> **WHAT THE TASK ASKS**
The line containing "Exercise. Point out each instance of the forearm" marks the start; return it and every line after it in the listing below, exactly, through the last.
start EXTRACTED DATA
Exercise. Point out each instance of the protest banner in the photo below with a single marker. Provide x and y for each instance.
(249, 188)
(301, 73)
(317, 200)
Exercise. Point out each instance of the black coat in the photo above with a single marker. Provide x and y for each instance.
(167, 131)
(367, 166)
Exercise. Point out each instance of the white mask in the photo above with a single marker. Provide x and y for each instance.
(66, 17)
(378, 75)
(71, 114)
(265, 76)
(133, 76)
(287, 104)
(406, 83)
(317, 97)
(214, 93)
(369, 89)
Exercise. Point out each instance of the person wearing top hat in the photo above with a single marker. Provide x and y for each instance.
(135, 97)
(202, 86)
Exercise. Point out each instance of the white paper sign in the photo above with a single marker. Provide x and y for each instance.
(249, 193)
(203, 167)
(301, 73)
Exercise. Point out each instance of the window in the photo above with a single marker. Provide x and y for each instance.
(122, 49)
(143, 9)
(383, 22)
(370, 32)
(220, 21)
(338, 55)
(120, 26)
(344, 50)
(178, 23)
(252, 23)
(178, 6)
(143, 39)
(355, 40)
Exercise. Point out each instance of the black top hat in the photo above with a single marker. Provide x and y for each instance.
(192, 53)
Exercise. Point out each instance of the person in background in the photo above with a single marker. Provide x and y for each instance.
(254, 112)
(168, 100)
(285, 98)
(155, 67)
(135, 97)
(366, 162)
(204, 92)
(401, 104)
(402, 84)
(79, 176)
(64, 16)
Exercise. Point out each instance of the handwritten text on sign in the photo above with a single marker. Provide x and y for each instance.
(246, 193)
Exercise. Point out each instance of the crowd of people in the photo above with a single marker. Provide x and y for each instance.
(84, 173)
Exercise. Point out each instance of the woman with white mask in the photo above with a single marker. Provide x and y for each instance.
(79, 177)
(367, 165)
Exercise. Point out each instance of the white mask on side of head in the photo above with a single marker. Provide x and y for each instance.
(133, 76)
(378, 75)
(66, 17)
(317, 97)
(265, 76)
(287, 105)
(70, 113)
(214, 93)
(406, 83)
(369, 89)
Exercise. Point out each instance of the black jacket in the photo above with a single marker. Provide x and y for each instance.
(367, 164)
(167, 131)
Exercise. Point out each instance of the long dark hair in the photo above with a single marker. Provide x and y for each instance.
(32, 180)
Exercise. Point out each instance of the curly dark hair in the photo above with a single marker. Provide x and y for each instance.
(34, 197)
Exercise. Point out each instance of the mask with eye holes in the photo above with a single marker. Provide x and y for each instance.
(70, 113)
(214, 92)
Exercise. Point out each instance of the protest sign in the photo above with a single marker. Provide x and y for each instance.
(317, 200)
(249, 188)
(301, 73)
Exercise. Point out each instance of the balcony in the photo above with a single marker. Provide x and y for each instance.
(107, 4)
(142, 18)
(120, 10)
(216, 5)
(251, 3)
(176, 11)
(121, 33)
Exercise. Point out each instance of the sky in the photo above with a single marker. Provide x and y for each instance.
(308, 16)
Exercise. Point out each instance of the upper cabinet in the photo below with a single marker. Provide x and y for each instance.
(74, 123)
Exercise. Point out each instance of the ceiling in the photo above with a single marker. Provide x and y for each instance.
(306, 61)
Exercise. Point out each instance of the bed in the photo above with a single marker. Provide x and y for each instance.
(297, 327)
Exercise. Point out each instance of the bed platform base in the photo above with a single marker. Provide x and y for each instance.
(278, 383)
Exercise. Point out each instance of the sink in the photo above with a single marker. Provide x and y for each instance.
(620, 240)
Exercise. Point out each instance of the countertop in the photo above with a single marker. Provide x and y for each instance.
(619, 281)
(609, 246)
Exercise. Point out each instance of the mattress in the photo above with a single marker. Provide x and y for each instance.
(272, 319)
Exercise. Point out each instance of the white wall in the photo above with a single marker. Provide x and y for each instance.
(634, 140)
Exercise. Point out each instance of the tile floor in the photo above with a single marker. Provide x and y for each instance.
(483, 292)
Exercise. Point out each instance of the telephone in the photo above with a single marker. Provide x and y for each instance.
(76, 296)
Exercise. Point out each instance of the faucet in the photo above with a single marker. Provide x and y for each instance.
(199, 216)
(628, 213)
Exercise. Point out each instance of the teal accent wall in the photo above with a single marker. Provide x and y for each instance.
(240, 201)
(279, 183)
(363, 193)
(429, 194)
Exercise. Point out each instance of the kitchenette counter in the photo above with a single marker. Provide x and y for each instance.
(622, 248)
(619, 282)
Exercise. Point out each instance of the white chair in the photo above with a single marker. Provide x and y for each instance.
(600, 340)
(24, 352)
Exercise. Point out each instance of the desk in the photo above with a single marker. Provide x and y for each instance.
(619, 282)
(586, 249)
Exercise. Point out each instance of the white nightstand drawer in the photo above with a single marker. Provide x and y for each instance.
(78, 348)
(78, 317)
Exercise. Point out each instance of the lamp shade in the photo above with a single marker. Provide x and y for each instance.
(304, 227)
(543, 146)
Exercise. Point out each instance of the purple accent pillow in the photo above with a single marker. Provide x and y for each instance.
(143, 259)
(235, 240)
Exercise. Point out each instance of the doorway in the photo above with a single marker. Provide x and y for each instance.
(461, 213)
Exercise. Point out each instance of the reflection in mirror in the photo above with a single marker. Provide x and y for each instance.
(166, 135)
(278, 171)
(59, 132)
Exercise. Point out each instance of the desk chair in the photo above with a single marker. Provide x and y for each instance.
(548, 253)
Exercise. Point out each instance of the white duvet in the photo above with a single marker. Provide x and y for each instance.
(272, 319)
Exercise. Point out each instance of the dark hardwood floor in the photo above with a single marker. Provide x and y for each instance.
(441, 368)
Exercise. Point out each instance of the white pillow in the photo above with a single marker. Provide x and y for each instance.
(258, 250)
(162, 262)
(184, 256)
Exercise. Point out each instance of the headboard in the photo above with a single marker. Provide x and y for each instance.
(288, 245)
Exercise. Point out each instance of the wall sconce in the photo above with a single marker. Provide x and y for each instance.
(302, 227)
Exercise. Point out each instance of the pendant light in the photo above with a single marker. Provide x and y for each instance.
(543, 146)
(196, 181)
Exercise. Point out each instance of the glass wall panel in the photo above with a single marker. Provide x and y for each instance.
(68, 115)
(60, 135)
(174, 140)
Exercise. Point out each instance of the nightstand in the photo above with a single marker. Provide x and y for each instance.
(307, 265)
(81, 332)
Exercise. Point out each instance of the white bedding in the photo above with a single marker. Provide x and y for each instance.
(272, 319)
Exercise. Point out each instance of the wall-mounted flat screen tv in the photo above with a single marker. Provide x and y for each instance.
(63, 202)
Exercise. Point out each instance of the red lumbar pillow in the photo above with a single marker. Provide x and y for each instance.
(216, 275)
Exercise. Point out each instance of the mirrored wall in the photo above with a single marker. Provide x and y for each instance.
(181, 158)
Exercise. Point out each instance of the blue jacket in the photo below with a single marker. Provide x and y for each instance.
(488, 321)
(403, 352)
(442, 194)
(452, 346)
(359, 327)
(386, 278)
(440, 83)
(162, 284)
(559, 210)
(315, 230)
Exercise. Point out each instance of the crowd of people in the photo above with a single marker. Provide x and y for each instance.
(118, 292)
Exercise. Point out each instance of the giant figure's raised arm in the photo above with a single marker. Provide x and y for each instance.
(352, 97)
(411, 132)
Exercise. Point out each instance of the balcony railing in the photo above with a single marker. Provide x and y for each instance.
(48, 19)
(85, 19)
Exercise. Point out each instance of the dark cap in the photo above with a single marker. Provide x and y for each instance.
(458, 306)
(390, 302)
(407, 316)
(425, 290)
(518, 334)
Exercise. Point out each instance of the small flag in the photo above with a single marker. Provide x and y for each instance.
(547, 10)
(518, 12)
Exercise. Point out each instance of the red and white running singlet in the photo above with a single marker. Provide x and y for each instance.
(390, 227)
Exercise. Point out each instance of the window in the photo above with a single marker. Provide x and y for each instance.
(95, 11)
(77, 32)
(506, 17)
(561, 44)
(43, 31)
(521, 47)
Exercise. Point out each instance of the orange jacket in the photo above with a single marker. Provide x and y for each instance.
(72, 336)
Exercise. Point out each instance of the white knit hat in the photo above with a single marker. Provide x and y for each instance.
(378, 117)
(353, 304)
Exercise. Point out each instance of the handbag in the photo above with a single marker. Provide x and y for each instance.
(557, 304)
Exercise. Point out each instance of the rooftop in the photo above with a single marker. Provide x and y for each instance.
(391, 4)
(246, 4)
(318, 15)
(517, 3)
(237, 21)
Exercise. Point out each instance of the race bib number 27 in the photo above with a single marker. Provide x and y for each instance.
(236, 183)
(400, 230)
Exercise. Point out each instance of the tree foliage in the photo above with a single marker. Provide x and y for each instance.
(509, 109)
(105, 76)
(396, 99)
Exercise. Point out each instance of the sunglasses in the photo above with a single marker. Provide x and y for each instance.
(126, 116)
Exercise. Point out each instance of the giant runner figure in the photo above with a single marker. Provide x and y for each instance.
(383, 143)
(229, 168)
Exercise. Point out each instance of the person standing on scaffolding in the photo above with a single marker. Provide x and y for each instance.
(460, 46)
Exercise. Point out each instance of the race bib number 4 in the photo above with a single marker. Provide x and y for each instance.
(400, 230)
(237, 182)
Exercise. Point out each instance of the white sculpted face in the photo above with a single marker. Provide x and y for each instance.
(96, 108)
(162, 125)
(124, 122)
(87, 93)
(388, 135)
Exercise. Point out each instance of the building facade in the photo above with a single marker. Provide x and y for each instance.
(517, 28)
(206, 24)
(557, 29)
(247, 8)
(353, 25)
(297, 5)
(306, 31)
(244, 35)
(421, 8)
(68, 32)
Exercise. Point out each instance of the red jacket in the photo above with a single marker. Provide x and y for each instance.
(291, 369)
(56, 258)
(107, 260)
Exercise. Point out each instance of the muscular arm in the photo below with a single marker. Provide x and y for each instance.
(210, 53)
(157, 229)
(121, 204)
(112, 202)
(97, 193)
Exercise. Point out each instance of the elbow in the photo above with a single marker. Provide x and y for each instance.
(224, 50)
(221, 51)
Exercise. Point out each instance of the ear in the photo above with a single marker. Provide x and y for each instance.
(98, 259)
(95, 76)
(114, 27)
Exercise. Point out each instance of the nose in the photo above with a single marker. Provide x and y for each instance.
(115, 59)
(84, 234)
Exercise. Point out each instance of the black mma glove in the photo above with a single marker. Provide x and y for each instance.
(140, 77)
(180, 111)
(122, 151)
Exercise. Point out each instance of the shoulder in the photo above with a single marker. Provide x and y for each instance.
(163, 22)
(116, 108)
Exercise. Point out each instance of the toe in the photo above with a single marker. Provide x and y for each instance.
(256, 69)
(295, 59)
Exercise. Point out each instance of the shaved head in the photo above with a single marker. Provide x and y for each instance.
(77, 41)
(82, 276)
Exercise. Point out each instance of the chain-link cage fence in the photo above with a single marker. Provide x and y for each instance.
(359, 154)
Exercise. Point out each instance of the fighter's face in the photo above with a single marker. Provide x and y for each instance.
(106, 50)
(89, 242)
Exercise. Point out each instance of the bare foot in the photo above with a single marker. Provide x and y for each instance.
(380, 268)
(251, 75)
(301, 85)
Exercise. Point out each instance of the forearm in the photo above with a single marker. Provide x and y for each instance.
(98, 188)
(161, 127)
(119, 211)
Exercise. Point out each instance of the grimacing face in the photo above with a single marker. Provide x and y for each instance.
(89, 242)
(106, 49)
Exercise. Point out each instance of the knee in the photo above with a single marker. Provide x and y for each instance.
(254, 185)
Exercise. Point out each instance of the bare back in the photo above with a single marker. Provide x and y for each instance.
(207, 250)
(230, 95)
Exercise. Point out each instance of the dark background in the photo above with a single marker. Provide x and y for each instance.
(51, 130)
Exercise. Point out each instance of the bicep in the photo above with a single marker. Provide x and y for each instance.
end EXTRACTED DATA
> **WRITTEN RESPONSE**
Exercise. Point out each instance of the forearm in the photo above with a single marker. Provide x and y for each instance.
(98, 188)
(161, 127)
(119, 211)
Exercise. Point out each instance of the grimacing face in the photo above with a single marker. Provide x and y for each instance.
(89, 242)
(106, 49)
Exercise. Point out each instance of the knee in the photo above with a single marker. Provide x and y for each instance.
(254, 185)
Exercise. Point out each instance of the bare back in the photo above with a single marker. Provide x and y for each instance.
(207, 250)
(230, 95)
Exercise. Point out each instance of the dark background in the photo above with a single marker. Provide x and y for each instance.
(51, 130)
Exercise. Point out each instance of the bicep in the photo above with a single marker. Provide x and y for each instance.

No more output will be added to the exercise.